# Task requirements:
Repeat every one of the entries below word for word, omitting the pictures from your answer.
--- Records for processing ---
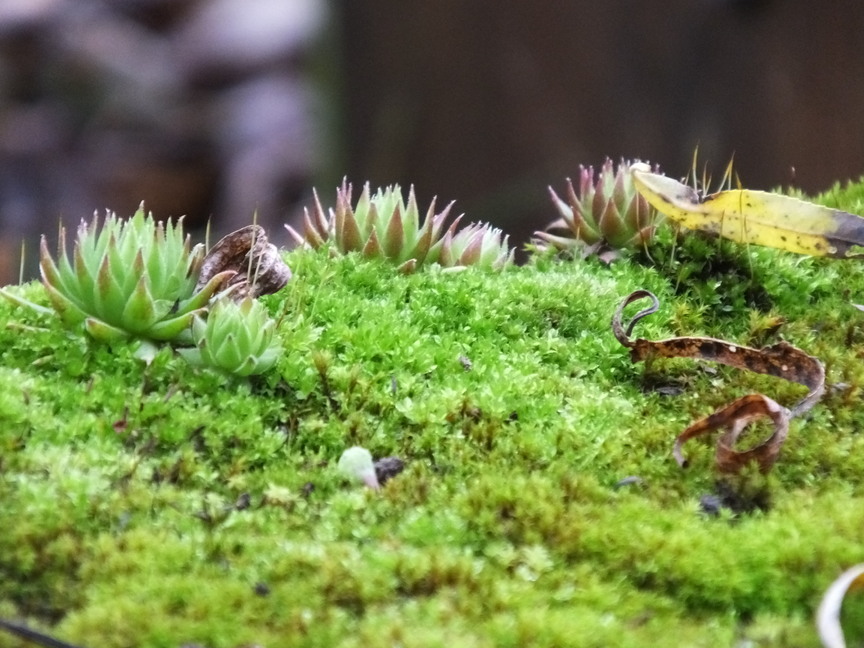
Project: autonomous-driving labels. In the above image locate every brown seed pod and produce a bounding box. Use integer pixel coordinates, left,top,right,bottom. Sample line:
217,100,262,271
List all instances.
198,225,291,301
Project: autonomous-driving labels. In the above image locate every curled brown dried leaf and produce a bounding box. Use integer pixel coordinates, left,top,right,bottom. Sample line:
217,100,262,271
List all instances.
198,225,291,301
612,290,825,473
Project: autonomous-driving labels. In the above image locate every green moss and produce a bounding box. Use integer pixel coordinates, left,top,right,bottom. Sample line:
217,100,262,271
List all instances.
0,181,864,648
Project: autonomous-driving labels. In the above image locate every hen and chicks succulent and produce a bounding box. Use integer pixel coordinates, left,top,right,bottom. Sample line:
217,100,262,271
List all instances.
285,181,513,273
534,158,662,254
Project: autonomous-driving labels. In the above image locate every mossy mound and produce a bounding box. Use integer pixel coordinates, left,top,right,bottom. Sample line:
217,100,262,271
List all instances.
0,199,864,648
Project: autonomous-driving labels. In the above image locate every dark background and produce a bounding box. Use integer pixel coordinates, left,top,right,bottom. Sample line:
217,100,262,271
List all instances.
0,0,864,282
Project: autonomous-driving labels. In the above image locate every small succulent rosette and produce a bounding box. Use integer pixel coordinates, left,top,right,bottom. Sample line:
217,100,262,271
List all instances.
178,297,282,376
31,203,234,341
534,158,662,253
430,223,515,270
285,181,461,272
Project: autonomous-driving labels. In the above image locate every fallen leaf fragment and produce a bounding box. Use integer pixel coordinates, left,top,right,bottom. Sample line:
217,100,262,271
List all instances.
198,225,291,301
612,290,825,473
816,564,864,648
630,163,864,258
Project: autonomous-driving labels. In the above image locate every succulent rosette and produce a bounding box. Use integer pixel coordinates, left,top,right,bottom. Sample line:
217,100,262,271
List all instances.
534,158,661,251
39,203,234,341
178,297,282,376
285,181,461,272
430,223,515,270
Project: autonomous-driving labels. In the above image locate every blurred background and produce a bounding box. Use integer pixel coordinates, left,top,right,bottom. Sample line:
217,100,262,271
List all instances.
0,0,864,283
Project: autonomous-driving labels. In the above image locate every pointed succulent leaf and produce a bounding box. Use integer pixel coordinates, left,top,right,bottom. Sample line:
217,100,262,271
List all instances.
336,205,363,253
84,317,129,342
361,229,385,259
147,310,204,342
396,259,417,274
120,274,159,335
597,200,633,247
383,204,405,259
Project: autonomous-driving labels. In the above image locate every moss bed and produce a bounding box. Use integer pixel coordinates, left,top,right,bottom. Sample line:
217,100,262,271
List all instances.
0,181,864,648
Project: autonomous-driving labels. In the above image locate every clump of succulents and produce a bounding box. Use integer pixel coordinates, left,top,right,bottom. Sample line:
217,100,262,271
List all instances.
178,297,282,376
285,181,461,272
430,223,515,270
534,158,661,253
33,203,235,341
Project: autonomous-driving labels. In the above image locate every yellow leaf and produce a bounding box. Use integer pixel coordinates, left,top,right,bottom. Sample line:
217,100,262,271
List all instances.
630,163,864,258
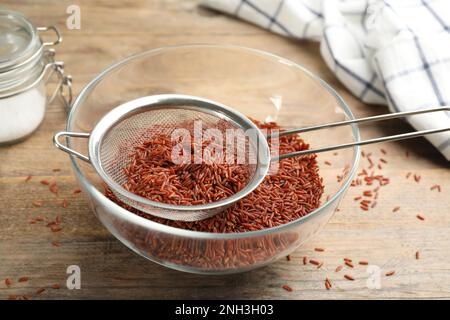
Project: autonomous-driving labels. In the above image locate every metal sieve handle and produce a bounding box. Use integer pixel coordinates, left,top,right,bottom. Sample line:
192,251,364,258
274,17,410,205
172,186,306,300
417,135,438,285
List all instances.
267,106,450,161
53,131,91,163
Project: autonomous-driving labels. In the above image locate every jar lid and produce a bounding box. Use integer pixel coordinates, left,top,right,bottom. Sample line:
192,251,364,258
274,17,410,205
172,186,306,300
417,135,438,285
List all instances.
0,10,42,73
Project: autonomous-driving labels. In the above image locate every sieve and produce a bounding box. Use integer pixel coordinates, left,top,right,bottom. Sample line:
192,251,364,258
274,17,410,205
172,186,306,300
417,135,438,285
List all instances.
53,94,450,221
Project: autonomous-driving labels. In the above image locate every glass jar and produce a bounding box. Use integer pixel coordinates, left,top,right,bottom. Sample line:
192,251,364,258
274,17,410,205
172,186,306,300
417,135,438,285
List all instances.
---
# Solution to this task:
Project: autonomous-driving labels. In the above image locate every brown seed pod and produce a bounding box. Use integer pixel coordinates, left,top,right,bottom. Sample line:
217,100,262,271
List all instances.
198,225,291,301
Project: autonomous-driving labels. In the above image locate every curled brown dried leaf and produce a bounding box. Use integer pixel coordinates, left,top,right,bottom. Sample line:
217,100,262,271
List all instances.
198,225,291,301
612,290,825,473
Project: autonomous-driving labels. In the above image locate every green moss and produce a bounding box. Use integer pixel coordinates, left,top,right,bottom. Sample line:
217,100,262,271
List all instances.
0,181,864,648
Project: autonomous-driving labels. In the above image locate every hen and chicks succulent and produce a bounding box. Use integer pixel coordinates, left,top,right,bottom. Sample line:
217,100,262,271
List all instances.
285,181,513,273
534,158,662,254
Project: autonomous-driving labels. In the above image locate every mossy mound and produce a bounding box. Use integer pixel coordinates, left,top,right,bottom. Sample line:
217,100,262,271
List all instances.
0,199,864,648
Project: autonomous-driving labels. In the above image locate every dark background and produce a bounding box. Use integer pixel coordinates, left,top,right,bottom. Sample line:
217,100,262,271
List all instances.
0,0,864,282
Project: autonomous-driving labels. In the above image locate every small succulent rosette and produce a bounding box. Use integer pixel coordinates, left,top,right,bottom. Sample line:
217,100,262,271
List all instances.
178,297,282,376
31,203,234,341
534,158,662,253
430,223,515,270
285,181,461,272
Project: autonomous-driving labels. In the above image locate every fallen leaf fragment and produce a bounding box. Use integer pixel coordinates, left,top,right,bottom. Sample line:
217,100,262,271
List all instances.
198,225,291,301
612,290,825,473
816,564,864,648
630,163,864,258
Project: autonomous-driving labels. In the above image locate every succulent rosette and produce a bounding box. Use integer pixel coordinates, left,top,right,bottom. Sample line:
217,100,262,271
List all instances.
534,158,661,251
39,203,234,341
178,297,282,376
285,181,461,272
430,223,515,270
Project: autonomous-driving labels. In the above image locate every blurred background and produce a bounding box. Use integer pixel coordinates, left,top,right,bottom. Sample line:
217,100,262,271
List all instances.
0,0,864,283
Project: autonomous-driving labels. In the above image locate every pointed succulent leaf and produce a bounding box. Use integer pixel coordinates, left,top,right,bottom. Sample line:
217,100,262,271
List all instances.
336,205,363,253
84,317,129,342
361,229,385,259
147,310,204,342
396,259,417,274
120,274,159,335
597,200,633,247
383,204,405,259
Project: autonomous-driving labels. In the above image locate every moss bed and produce a bounding box. Use integer pixel coordinates, left,top,right,bottom. Sample line:
217,100,262,271
List all instances.
0,181,864,648
Project: autonomous-driving labels. In the above image locate every clump of succulents and produce a bounding box. Use integer pixel coordinates, left,top,right,bottom. Sample line:
217,100,262,271
List all instances.
178,297,282,376
285,181,461,272
430,223,515,270
534,158,661,253
33,203,235,341
Project: autonomous-driving labels. In the above image locate every yellow leaf and produce a bounding box. Use integer pixel coordinates, left,top,right,bottom. Sample line:
217,100,262,271
List all instances.
630,163,864,258
Project: autonomous-driving labels. In the above image locate every metal sieve handle and produce a bounding box. Use integer pixel coordinates, left,top,right,bottom. Sample line:
192,251,364,258
274,17,410,205
172,186,306,300
417,135,438,285
List all instances.
267,106,450,161
53,131,91,163
Project: autonomous-driving labels. In the above image locate every jar lid and produce a bounding box. Use integer pixel coordinates, left,top,right,bottom. Sample line:
192,251,364,258
274,17,410,205
172,186,306,300
417,135,438,285
List all instances.
0,10,42,73
Project: autonomous-driving labels. In the above image locate every sieve and produce a bounding box. Use integer pixel coordinates, left,top,right,bottom. Sample line:
192,251,364,258
274,17,410,205
172,186,306,300
417,135,438,285
List all instances.
53,94,450,221
Project: autonomous-driving labels. In the above image locate every glass jar and produce a bounding box. Use integer pixel coordinates, left,top,right,bottom. Sample line:
192,251,364,258
274,17,410,205
172,186,306,300
417,135,438,285
List all instances.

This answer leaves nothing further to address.